====== Excerpt
Are you entirely sure that /model/r941_min_sup_g507_model.tar.gz
is the path where you have saved the model file, that it is readable by your user, and is not a broken symbolic link? The error:
ValueError: Model /model/r941_min_sup_g507_model.tar.gz is not a known model or existant file.
suggests at least one of these is not true.
I was able to finally get it running, and you were correct, my mistake was not providing the absolute path but a relative one, that did the trick. Now I want to take advantage of the issue to seek help with a new error I got after the program runned for a couple of hours, here's the final lines of the error output:
File "/sc/arion/projects/MML/conda/envs/polishing_tools/bin/medaka", line 11, in <module>
sys.exit(main())
File "/sc/arion/projects/MML/conda/envs/polishing_tools/lib/python3.10/site-packages/medaka/medaka.py", line 814, in main
args.func(args)
File "/sc/arion/projects/MML/conda/envs/polishing_tools/lib/python3.10/site-packages/medaka/prediction.py", line 188, in predict
model = model_store.load_model(time_steps=None)
File "/sc/arion/projects/MML/conda/envs/polishing_tools/lib/python3.10/site-packages/medaka/datastore.py", line 199, in load_model
self.model.load_weights(weights).expect_partial()
File "/sc/arion/projects/MML/conda/envs/polishing_tools/lib/python3.10/site-packages/keras/utils/traceback_utils.py", line 70, in error_handler
raise e.with_traceback(filtered_tb) from None
File "/sc/arion/projects/MML/conda/envs/polishing_tools/lib/python3.10/site-packages/tensorflow/python/training/py_checkpoint_reader.py", line 31, in error_translator
raise errors_impl.NotFoundError(None, None, error_message)
tensorflow.python.framework.errors_impl.NotFoundError: Unsuccessful TensorSliceReader constructor: Failed to find any matching files for /tmp/tmpqde07q4d/model/variables/variables
I spent some time looking on blogs but could not find anything useful.
Thanks for your help with all this stuff :)
This seems like the model is not being upacked correctly at runtime, or is not a valid model tar.gz.
Can you trying untarring the model file you have outside of medaka
and report the contents?
So this is what I got when decompressing the file:
tar -xvzf r941_min_sup_g507_model.tar.gz
model/
model/variables/
model/variables/variables.data-00001-of-00002
model/variables/variables.index
model/variables/variables.data-00000-of-00002
model/meta.pkl
model/assets/
model/saved_model.pb
That seems correct. I asked because:
tensorflow.python.framework.errors_impl.NotFoundError: Unsuccessful TensorSliceReader constructor: Failed to find any matching files for /tmp/tmpqde07q4d/model/variables/variables
suggests something was currupt about the tar.gz. At this point I'm at a loss as to what has happened. The process here is that medaka sees that you have provided a tar.gz file, and unpacks it in a temporary location on your system in order for tensorflow to read. That location is determined by Python, not by code in medaka.
============
====== Data extracts
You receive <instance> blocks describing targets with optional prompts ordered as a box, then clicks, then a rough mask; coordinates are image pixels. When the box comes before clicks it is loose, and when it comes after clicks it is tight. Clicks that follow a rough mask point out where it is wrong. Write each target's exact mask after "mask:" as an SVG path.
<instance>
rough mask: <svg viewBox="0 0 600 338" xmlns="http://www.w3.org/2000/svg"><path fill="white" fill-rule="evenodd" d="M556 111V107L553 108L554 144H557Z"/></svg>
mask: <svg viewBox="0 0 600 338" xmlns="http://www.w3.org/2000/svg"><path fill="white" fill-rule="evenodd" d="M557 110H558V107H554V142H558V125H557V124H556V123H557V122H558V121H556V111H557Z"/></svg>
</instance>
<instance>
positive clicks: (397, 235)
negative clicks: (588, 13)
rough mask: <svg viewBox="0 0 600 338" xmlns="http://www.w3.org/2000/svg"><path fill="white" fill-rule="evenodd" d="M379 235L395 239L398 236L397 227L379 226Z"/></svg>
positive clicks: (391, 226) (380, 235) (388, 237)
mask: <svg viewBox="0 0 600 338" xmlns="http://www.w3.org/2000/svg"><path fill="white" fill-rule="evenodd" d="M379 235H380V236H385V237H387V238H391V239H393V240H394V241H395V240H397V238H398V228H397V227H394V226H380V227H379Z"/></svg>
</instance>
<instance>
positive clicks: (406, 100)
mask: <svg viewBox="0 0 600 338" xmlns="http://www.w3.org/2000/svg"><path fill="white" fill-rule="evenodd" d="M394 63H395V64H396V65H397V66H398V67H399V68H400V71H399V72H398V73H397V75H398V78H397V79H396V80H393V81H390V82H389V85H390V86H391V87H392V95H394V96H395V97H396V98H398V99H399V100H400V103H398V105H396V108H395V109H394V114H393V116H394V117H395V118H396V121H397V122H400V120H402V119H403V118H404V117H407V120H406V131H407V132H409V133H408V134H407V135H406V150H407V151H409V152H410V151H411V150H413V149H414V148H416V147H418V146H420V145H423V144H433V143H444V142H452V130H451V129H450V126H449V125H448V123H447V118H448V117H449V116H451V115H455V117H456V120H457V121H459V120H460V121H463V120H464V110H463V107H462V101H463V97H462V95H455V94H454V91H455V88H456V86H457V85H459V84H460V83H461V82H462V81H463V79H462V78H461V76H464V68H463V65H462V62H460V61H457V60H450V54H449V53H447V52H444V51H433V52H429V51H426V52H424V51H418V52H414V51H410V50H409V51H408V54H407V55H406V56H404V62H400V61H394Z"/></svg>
============
> **Questions to answer**:
[A] In the medaka error thread, set down word for word the part that opens with the words containing "Thanks for your" and closes with "report the contents?".
[B] Take the medaka error thread further, beginning right after its last sentence.

> **Your written answers**:
[A]
Thanks for your help with all this stuff :)
This seems like the model is not being upacked correctly at runtime, or is not a valid model tar.gz.
Can you trying untarring the model file you have outside of medaka
and report the contents?

[B]
I would talk to your HPC admins and ask if they know why files in /tmp
appear to not be readable.
So far the only thing that has worked is to run medaka on a login node, but of course I can't just run the whole job in that node. My question is, if I run medaka in the login node, cancel the job and then re-send it again on a computing node, is the model stored somewhere so that it will run normally? If so, how long should I run medaka in the login node before reaching the stage where the model is saved on the system?
Just some ideas I guess, HPC admins take forever to reach back...
My question is, if I run medaka in the login node, cancel the job and then re-send it again on a computing node, is the model stored somewhere so that it will run normally?
The model when downloaded is always stored as a tar.gz. It isn't cached as the expanded archived -- the untarring always happens at runtime. That is to say even if you cache the model by running the program once (as suggested in this comment), the effect is no different from what you are doing by providing the tar on the command-line.
I'd really like to understand why the unpacking of the tar into /tmp
is apparently going awry.
Hi!
I'm currently trying to run medaka on a HPC server with an LSF grid, however, the computing nodes don't have internet access so when I try to run the program I have an issue with the model as it is not downloaded and not able to be downloaded. I tried to download the model directly from the files, but I'm not too sure what path from the downloaded file should I give the program in order to get it running. The model that I'm trying to run is
r941_min_sup_g507
, and the file that I downloaded was https://github.com/nanoporetech/medaka/blob/master/medaka/data/r941_min_sup_g507_model.tar.gz.Any help on how to get medaka running in offline mode will be appreciated.